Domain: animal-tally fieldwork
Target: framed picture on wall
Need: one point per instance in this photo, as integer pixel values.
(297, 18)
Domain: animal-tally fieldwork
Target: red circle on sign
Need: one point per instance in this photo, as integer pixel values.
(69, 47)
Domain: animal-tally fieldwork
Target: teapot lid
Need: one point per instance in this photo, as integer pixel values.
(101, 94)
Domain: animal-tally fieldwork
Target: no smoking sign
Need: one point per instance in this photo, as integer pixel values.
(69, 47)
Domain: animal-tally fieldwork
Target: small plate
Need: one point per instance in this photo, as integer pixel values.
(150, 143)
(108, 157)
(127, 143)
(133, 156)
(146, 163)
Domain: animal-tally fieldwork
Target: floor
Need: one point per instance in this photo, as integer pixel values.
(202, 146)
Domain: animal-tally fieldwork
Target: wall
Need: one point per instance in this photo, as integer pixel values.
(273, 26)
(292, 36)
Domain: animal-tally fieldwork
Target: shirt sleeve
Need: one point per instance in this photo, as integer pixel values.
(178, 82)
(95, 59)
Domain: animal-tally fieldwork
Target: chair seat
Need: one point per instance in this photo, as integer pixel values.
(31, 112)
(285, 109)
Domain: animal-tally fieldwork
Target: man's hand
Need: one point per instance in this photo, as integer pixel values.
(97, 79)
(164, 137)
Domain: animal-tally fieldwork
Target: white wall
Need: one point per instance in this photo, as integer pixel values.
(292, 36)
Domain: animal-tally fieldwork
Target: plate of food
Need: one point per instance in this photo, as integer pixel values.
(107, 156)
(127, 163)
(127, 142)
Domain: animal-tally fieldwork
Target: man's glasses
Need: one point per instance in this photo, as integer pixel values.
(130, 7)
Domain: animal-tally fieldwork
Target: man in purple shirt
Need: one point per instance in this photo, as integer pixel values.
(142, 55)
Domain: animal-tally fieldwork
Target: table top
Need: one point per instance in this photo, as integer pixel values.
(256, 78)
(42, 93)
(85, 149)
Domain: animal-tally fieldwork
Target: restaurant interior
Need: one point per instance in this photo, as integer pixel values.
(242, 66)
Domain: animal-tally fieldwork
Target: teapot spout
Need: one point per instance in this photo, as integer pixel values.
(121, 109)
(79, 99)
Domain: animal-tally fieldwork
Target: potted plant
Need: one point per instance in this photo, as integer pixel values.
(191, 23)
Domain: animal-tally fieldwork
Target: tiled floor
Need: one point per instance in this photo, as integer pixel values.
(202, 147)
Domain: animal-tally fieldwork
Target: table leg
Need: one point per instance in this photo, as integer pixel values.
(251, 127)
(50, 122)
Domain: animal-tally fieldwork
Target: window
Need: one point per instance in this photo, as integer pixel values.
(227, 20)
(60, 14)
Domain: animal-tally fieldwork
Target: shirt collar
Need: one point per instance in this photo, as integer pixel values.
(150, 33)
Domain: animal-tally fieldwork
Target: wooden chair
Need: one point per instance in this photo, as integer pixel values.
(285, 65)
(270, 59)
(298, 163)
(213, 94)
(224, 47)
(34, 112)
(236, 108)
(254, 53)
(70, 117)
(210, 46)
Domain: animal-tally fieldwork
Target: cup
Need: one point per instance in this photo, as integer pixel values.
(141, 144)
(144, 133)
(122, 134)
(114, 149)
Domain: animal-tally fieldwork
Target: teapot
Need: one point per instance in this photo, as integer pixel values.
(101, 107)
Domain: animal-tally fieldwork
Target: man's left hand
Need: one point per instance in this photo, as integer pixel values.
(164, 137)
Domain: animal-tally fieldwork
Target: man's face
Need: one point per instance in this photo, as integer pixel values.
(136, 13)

────────────────

▸ **Problem to work on**:
Please repeat all the records above exactly as they appear.

▸ **Finished answer**:
Domain: animal-tally fieldwork
Target: framed picture on wall
Need: one point per instance in this photo, as integer pixel values.
(297, 18)
Domain: animal-tally fieldwork
Target: red circle on sign
Need: one point per instance in this photo, as integer pixel values.
(69, 47)
Domain: animal-tally fieldwork
Target: teapot lid
Need: one point per instance in this photo, as integer pixel values.
(101, 94)
Domain: animal-tally fieldwork
Target: no smoking sign
Need: one point per instance in this photo, as integer pixel values.
(69, 47)
Domain: animal-tally fieldwork
Target: small plate
Need: one point per instance in this photo, as integer pixel values.
(150, 143)
(108, 157)
(127, 143)
(133, 156)
(146, 163)
Domain: animal-tally fieldwork
Target: floor
Need: one point per instance in this photo, as integer pixel values.
(202, 146)
Domain: animal-tally fieldwork
Target: wall
Need: one point per instance in this photo, as integer pixel values.
(273, 26)
(292, 36)
Domain: animal-tally fieldwork
Target: shirt sleeve
Need: one point per instance in this photo, as integer pixel values.
(178, 82)
(95, 59)
Domain: animal-tally fieldwork
Target: chair seat
Need: one point per instance in this photo, as integer pixel values.
(31, 112)
(285, 109)
Domain: animal-tally fieldwork
Target: man's hand
Need: one point per instance in this photo, as integer pixel values.
(97, 79)
(164, 137)
Domain: animal-tally fieldwork
Target: white wall
Need: one point per instance in this photo, as integer pixel values.
(292, 36)
Domain: animal-tally fieldwork
Target: plate of food
Need: one point per instance in this photo, as integer pixel values.
(107, 156)
(127, 163)
(127, 142)
Domain: animal-tally fieldwork
Target: man's glasses
Need: one point per instance in this photo, as integer pixel values.
(130, 7)
Domain: animal-tally fieldwork
Target: man in purple shirt
Need: one point per instance in this photo, as integer pixel values.
(142, 55)
Domain: animal-tally fieldwork
Target: table top
Need: one point per instance in this photo, as integer pixel values.
(256, 78)
(42, 93)
(85, 149)
Domain: animal-tally fieldwork
Target: restaurant interior
Need: one point per instance in this photo, as integer pixel values.
(242, 66)
Domain: animal-tally fieldwork
Target: teapot spout
Need: one point per instance in this photo, as integer pixel values.
(121, 109)
(79, 99)
Domain: animal-tally fieldwork
Target: potted plant
Need: one point per instance in this photo, as integer pixel values.
(191, 23)
Domain: animal-tally fieldwork
Target: tiled floor
Need: one point per instance in this photo, as integer pixel values.
(202, 147)
Domain: animal-tally fieldwork
Target: table leg
Need: one point per instance in this photo, as integer pixel values.
(251, 127)
(50, 122)
Domain: animal-tally fieldwork
Target: window
Need: one point per instance in this photo, as integer pixel values.
(227, 20)
(60, 14)
Domain: animal-tally fieldwork
Target: shirt collar
Need: one point per instance in this photo, as integer pixel values.
(150, 33)
Domain: animal-tally fieldwork
Target: wooden chair
Need: one point per instance in this photo, as integer pixel values.
(285, 65)
(270, 59)
(298, 163)
(213, 94)
(224, 47)
(34, 112)
(236, 108)
(254, 53)
(70, 117)
(210, 46)
Domain: animal-tally fieldwork
Target: cup
Need: one point per instance in this photo, as integer pixel values.
(141, 144)
(144, 133)
(122, 134)
(114, 149)
Domain: animal-tally fieldwork
Target: teapot
Need: one point per instance in this photo, as integer pixel values.
(101, 107)
Domain: animal-tally fieldwork
Target: man's left hand
Need: one point per instance in this photo, as integer pixel values.
(164, 137)
Domain: animal-tally fieldwork
Target: man's face
Need: one point per instance in this photo, as integer pixel values.
(136, 13)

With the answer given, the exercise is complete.